[CHALLENGES]:
[a] Answer the following questions using the comments on Bond and ballot papers.
(i) In which period does one commenter say Bond works quite well?
(ii) According to the comments, what is added to the counterfoil in addition to the serial number?
(iii) Under which act was the use of numbered ballot papers reaffirmed?
[b] Transcribe the portion of the comments on Bond and ballot papers that starts at "Agreed i wish" and ends at "for one thing.".

[GIVEN TEXT]:
··········

Agreed i wish we had more modern bond adventures
I guess you could put him in another period, even. I think Bond works quite well in the early/mid 80s, when Gardner did him, because the Cold War was still on and technology was moving on... I wouldn't be averse to that.
Anyone can just Google the thing with the same serial number being on the ballot paper that they give to you and on the counterfoil that they keep. And about them adding your voter registration number to the counterfoil. They don't hide it, they just do it so openly that no one thinks anything of it (or its implications).
The Electoral Reform Society tried and failed to get numbered ballot papers scrapped in 1997 and their use was reaffirmed under the 2006 Electoral Administration Act. It's too easy a way for GCHQ to identify who's voted for the nutters on either fringe, for one thing.

··········

[Stored dataset items]:
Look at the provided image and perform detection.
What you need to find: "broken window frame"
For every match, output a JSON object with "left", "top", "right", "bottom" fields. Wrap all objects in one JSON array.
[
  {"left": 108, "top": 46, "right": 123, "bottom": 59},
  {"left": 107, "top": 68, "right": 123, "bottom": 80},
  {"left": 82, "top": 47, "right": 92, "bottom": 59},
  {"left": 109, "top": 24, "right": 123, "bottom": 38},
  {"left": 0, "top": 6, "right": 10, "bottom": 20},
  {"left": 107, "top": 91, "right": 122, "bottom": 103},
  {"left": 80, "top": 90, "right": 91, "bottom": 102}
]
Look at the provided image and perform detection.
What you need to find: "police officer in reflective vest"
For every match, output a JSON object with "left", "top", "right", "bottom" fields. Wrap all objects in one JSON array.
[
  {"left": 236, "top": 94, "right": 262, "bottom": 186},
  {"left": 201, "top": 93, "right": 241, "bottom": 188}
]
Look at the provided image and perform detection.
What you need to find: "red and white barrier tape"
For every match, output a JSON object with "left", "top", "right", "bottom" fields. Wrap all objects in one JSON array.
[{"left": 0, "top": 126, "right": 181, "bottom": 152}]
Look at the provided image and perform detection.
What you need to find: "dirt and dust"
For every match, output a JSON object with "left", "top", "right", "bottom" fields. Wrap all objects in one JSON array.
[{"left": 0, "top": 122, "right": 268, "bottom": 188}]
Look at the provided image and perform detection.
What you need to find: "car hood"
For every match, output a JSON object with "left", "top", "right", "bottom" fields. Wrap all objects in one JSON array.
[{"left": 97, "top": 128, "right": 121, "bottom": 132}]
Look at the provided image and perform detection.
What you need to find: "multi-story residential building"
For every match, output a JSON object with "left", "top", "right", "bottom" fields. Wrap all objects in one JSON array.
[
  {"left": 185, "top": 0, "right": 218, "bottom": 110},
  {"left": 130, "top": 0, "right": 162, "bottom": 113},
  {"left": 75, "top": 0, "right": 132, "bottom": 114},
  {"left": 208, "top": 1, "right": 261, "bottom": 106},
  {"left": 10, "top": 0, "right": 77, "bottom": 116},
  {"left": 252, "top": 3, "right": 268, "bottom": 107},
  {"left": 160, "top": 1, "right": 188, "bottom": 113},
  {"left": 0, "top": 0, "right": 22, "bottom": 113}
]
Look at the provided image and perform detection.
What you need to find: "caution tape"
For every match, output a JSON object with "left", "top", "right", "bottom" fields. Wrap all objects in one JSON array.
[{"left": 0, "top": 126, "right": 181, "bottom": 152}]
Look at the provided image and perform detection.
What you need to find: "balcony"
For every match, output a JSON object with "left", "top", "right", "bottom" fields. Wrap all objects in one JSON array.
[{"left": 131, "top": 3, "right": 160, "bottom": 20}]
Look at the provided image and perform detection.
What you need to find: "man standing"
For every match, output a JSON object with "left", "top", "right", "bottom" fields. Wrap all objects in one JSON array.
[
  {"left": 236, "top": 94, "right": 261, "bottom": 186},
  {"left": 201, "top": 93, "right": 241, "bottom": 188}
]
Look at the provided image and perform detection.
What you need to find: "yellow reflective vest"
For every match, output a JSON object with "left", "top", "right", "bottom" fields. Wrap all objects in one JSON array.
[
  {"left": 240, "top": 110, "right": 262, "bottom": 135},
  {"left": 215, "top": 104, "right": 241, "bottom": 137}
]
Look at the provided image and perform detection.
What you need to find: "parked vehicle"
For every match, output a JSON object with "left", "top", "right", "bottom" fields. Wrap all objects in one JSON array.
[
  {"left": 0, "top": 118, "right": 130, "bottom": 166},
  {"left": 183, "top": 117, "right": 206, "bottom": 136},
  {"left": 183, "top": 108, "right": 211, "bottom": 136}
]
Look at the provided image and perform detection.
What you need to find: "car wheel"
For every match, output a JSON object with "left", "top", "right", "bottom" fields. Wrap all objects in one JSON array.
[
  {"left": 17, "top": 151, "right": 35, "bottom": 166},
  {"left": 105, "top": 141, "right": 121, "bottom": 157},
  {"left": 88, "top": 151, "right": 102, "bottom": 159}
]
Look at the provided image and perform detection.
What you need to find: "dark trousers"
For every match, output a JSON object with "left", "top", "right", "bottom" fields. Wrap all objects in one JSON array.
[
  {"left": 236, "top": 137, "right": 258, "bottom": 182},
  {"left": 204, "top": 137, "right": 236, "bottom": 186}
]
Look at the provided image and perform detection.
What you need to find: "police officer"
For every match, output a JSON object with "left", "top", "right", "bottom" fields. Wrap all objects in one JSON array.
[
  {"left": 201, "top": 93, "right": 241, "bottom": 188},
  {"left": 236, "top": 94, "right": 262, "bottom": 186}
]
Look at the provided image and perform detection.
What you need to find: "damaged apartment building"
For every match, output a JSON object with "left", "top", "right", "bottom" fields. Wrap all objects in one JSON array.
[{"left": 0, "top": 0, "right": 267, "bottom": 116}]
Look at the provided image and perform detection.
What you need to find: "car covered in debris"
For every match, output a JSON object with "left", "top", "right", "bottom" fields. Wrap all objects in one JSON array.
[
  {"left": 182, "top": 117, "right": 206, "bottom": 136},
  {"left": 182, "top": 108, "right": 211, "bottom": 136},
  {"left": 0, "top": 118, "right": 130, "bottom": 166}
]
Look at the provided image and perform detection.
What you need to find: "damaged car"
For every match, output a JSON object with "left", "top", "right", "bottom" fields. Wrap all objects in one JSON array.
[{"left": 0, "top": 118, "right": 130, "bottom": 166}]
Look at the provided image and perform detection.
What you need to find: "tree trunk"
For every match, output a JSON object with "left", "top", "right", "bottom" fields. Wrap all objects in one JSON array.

··········

[ANSWERS TO THE EXERCISES]:
[a]
(i) The early/mid 80s.
(ii) Your voter registration number.
(iii) The 2006 Electoral Administration Act.

[b]
Agreed i wish we had more modern bond adventures
I guess you could put him in another period, even. I think Bond works quite well in the early/mid 80s, when Gardner did him, because the Cold War was still on and technology was moving on... I wouldn't be averse to that.
Anyone can just Google the thing with the same serial number being on the ballot paper that they give to you and on the counterfoil that they keep. And about them adding your voter registration number to the counterfoil. They don't hide it, they just do it so openly that no one thinks anything of it (or its implications).
The Electoral Reform Society tried and failed to get numbered ballot papers scrapped in 1997 and their use was reaffirmed under the 2006 Electoral Administration Act. It's too easy a way for GCHQ to identify who's voted for the nutters on either fringe, for one thing.